**EXERCISE**
Which lines in the records below contain the string "leaf", matching case exactly? Return each such line in full.

**DATA SHOWN**
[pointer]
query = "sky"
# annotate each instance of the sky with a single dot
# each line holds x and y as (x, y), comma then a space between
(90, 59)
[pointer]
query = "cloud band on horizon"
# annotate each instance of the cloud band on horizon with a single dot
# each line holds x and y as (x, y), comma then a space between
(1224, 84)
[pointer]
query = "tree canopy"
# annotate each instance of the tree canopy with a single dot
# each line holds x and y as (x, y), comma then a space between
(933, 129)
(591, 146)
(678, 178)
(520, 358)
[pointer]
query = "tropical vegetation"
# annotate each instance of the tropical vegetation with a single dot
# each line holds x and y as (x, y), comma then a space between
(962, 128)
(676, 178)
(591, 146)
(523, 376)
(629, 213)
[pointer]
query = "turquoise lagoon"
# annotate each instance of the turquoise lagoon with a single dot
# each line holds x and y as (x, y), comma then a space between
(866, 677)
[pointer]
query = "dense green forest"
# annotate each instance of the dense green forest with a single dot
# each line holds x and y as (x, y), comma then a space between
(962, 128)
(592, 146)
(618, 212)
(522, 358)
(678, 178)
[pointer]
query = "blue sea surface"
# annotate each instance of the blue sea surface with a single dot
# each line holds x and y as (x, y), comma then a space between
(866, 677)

==

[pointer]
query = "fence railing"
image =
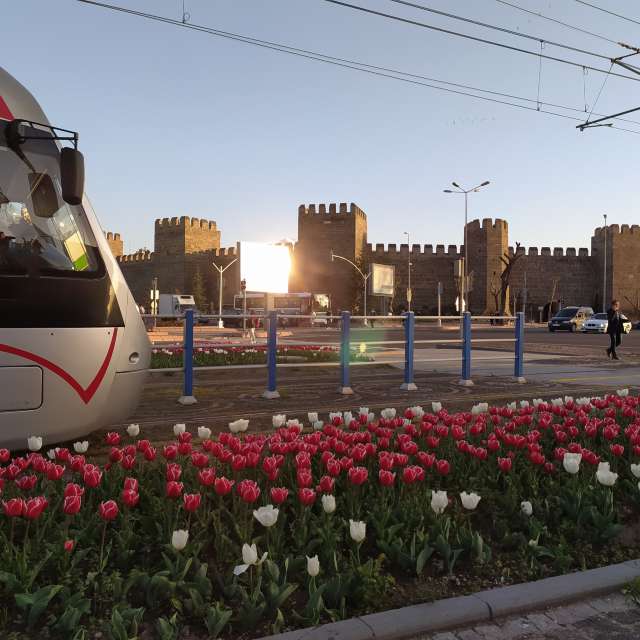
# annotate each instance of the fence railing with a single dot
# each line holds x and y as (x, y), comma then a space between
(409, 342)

...

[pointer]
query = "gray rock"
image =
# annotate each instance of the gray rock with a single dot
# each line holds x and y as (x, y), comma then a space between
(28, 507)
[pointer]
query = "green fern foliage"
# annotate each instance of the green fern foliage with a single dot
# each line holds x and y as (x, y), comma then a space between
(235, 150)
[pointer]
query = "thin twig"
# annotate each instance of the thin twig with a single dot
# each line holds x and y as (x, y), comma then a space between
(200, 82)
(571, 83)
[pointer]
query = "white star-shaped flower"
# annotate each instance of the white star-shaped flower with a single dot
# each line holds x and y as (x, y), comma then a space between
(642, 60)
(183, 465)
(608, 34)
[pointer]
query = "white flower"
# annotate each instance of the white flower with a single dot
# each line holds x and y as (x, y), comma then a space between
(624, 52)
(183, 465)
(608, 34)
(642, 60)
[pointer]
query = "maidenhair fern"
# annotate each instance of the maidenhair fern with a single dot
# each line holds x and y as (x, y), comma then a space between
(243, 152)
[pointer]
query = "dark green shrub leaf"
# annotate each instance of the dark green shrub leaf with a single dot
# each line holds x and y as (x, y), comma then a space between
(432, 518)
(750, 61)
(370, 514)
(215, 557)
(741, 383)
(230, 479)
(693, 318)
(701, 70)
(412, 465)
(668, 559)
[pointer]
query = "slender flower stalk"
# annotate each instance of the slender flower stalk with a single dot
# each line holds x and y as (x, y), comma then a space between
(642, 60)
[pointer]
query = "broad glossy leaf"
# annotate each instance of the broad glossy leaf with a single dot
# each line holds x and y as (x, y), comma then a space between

**SOLUTION FOR THIS EXERCISE**
query = "dark green shrub leaf"
# annotate each instance of the dark green shrub leaf with a single dot
query = "broad glossy leaf"
# annotate each instance of the broad glossy leaf with a single dot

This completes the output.